Rewrite the lines below as a two-column CSV with the headers instruction and response, giving one row for each instruction and the point that follows it, with every field in double quotes and line breaks replaced by spaces. Leave the pictures out.

[Dataset excerpt]
============================================================
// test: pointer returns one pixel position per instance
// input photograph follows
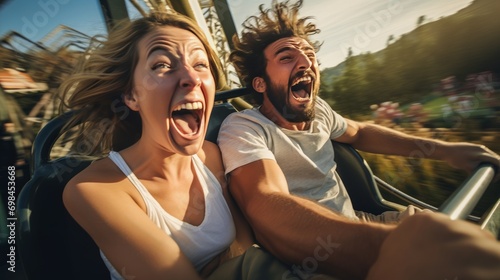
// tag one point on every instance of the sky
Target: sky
(362, 25)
============================================================
__RESPONSE TO THE EXERCISE__.
instruction,response
"// test: pointer returns one pixel position per instance // input photograph follows // tag one point on every instance of the sky Target: sky","(362, 25)"